(Supplied text)
==============================

- The Washington Times - Tuesday, May 19, 2020

The late Sen. Tom Coburn’s anti-duplication crusade turned 10 years old this year — and it’s led to $393 billion in cost savings for the federal government over that time, according to the latest report Tuesday from the Government Accountability Office.

GAO scours the federal budget and looks for duplicative programs, issuing a new report each year thanks to an amendment Mr. Coburn tucked inside a debt-limit increase back in 2010.

This year’s iteration says there’s more savings to be found if the Defense Department would coordinate with the Coast Guard, which is part of Homeland Security; if the Pentagon would do a better job of cutting off prolonged maintenance projects; and if the Interior Department did a better job of valuing offshore oil and gas resources.

Those were among dozens of new recommendations in this year’s report.

==============================

Saved entries
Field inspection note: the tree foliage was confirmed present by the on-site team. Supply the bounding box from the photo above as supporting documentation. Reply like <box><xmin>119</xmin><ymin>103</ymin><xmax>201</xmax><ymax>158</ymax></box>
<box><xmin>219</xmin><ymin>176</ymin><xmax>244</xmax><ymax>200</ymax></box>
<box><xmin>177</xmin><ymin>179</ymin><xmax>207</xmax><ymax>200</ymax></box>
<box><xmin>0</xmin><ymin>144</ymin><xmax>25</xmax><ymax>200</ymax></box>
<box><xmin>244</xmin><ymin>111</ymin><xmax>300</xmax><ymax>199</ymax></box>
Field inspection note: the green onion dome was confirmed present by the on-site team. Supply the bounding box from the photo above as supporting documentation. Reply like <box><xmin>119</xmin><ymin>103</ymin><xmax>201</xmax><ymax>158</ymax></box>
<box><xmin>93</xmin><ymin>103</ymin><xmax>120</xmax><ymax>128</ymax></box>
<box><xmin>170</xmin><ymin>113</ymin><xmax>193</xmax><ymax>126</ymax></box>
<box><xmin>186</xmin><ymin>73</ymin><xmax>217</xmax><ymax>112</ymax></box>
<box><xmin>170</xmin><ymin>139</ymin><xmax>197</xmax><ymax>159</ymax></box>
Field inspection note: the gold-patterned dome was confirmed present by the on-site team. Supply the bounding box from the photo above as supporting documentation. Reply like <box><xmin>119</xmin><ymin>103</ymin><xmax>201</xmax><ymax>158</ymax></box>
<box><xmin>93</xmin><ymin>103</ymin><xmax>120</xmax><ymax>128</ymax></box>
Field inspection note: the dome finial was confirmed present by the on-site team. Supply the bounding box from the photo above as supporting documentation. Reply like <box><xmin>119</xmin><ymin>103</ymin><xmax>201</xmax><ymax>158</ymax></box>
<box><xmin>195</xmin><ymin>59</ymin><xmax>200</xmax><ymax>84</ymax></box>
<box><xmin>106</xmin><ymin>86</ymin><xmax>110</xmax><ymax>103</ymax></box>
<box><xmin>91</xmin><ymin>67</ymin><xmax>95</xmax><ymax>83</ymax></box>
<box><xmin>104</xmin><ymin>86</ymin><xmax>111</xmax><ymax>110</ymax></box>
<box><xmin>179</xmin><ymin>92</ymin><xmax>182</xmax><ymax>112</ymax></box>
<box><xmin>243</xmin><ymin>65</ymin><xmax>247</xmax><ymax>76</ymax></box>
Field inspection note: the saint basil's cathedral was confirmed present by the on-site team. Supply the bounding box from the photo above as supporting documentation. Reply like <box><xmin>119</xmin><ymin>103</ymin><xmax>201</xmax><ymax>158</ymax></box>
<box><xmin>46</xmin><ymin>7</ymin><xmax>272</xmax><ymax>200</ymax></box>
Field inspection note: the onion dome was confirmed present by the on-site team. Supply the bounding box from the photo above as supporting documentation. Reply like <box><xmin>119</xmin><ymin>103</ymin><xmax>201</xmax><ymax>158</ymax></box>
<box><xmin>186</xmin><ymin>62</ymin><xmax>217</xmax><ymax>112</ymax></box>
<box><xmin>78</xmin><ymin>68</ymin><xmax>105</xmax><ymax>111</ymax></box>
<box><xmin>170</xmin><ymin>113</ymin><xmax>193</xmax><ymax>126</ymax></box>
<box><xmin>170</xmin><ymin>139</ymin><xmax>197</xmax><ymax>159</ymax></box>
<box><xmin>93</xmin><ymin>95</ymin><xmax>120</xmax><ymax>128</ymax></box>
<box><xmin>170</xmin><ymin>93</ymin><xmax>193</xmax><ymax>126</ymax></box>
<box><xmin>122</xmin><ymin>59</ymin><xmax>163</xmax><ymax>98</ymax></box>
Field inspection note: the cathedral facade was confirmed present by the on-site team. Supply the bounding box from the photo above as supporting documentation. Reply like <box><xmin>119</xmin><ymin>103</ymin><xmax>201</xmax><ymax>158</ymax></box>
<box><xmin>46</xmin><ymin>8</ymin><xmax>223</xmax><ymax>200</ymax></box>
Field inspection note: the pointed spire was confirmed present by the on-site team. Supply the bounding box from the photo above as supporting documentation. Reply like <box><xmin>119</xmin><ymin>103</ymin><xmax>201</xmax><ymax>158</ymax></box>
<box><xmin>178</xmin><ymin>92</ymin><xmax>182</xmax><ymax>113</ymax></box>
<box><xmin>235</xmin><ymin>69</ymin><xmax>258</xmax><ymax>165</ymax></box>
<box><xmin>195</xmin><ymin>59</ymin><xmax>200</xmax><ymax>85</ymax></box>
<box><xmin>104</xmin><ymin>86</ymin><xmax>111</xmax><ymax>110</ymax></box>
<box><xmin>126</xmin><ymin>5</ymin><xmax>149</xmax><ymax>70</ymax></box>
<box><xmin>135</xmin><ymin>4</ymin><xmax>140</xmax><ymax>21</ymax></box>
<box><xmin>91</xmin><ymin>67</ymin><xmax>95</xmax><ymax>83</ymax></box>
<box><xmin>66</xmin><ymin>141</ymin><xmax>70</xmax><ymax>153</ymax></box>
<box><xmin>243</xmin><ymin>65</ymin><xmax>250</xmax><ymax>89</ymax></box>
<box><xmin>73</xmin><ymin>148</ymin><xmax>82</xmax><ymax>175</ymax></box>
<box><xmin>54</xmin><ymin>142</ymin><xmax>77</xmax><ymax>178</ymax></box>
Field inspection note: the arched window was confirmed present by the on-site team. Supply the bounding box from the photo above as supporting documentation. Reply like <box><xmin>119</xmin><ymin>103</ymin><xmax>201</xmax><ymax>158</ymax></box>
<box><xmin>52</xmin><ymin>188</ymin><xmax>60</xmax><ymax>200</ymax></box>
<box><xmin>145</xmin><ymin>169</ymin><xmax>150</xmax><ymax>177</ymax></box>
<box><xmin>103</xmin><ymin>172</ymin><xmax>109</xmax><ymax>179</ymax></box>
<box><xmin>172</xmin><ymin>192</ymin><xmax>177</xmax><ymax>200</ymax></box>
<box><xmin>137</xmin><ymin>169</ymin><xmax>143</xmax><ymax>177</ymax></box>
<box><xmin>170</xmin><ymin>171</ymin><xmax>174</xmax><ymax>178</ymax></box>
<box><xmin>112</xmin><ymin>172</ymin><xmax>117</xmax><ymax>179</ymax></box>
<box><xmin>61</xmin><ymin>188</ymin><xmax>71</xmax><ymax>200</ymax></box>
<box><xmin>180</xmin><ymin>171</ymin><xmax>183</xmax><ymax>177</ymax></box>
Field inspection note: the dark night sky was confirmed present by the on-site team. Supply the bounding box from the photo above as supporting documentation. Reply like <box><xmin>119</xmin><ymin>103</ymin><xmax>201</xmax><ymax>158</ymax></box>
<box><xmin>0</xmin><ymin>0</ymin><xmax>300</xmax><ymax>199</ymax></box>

==============================

(Task) Write out the passage from the report on federal duplication savings, everything from "GAO scours the" down to "and gas resources.". You can ignore the listing; it plays no part here.

(Exercise output)
GAO scours the federal budget and looks for duplicative programs, issuing a new report each year thanks to an amendment Mr. Coburn tucked inside a debt-limit increase back in 2010.

This year’s iteration says there’s more savings to be found if the Defense Department would coordinate with the Coast Guard, which is part of Homeland Security; if the Pentagon would do a better job of cutting off prolonged maintenance projects; and if the Interior Department did a better job of valuing offshore oil and gas resources.